3. Juizados de pequenas causas no Brasil: origens. No início da década de 1980, no Estado do Rio Grande do Sul, a Associação dos Juízes desse Estado-membro de Federação brasileira tomou a iniciativa da criação dos então chamados “Conselhos de Conciliação e Arbitramento”. Falecia-lhes, é óbvio, qualquer autoridade ou poder formal de impor suas decisões aos desavindos, eis que nenhuma lei ou ato normativo oficial os respaldava. Mas a intuição e o descortino desse grupo de magistrados visionários revelaram-se absolutamente afinadas com as necessidades e os anseios das comunidades a que inicialmente serviam os Conselhos. A repercussão foi excelente e logo se haveria de verificar um alto índice de solução das controvérsias a eles submetidas.

         Cada Conselho era composto por um número variável de árbitros, escolhidos entre “bacharéis em Direito, com larga experiência forense , senso de eqüidade e poder de persuasão”, sob a coordenação de um Juiz de Direito. Este não atuava diretamente junto às partes: limitava-se a uma preleção inicial quando da abertura das audiências (realizadas em horário noturno para facilitar o acesso dos interessados sem comprometer seus turnos de trabalho), para concitar os litigantes à conciliação. Os Conselhos eram secretariados por escrivães, com a colaboração, também, de Oficiais de Justiça e outros servidores, sempre em regime de voluntariado e de absoluta gratuidade dos serviços prestados. A única despesa, decorrente da notificação (denominada convite) feita por via postal aos “reclamados”, era suportada pela própria Associação, em alguns casos com auxílio da Municipalidade.

### Registros
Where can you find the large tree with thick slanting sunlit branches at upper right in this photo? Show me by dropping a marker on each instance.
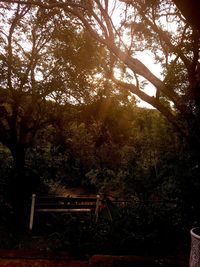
(146, 25)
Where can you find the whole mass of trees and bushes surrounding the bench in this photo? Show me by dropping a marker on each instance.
(65, 121)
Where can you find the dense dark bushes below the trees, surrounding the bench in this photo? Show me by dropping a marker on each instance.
(118, 149)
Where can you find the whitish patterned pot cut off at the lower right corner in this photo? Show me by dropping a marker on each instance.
(195, 247)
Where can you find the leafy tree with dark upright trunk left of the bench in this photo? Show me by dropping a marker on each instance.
(37, 80)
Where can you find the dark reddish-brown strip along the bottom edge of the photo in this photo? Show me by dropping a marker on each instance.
(39, 259)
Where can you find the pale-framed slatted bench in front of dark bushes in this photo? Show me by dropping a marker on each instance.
(63, 204)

### Tarefa
Transcreva, por favor, o trecho do texto sobre os juizados de pequenas causas que começa em "Cada Conselho era" e termina em "auxílio da Municipalidade.". Os registros não têm nenhum papel aqui.

### Resultado abaixo
Cada Conselho era composto por um número variável de árbitros, escolhidos entre “bacharéis em Direito, com larga experiência forense , senso de eqüidade e poder de persuasão”, sob a coordenação de um Juiz de Direito. Este não atuava diretamente junto às partes: limitava-se a uma preleção inicial quando da abertura das audiências (realizadas em horário noturno para facilitar o acesso dos interessados sem comprometer seus turnos de trabalho), para concitar os litigantes à conciliação. Os Conselhos eram secretariados por escrivães, com a colaboração, também, de Oficiais de Justiça e outros servidores, sempre em regime de voluntariado e de absoluta gratuidade dos serviços prestados. A única despesa, decorrente da notificação (denominada convite) feita por via postal aos “reclamados”, era suportada pela própria Associação, em alguns casos com auxílio da Municipalidade.